*** The data ***
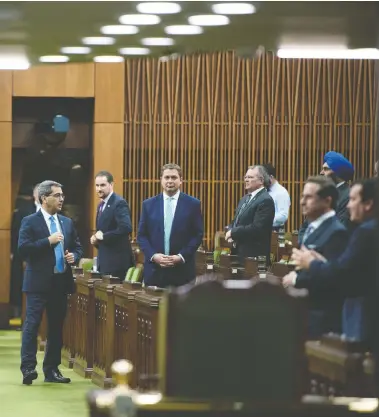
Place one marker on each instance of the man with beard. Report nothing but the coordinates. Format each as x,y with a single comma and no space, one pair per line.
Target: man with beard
353,274
340,170
113,225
*** End of The data ***
> [What is needed]:
Please reproduce the material above word for word, without its images.

> [Solution]:
Place one marker on each instance of the man with beard. Report nothing but the coordinates. Format each as x,y with a single comma and no space, one pair per line.
Target: man with beard
353,274
340,170
113,225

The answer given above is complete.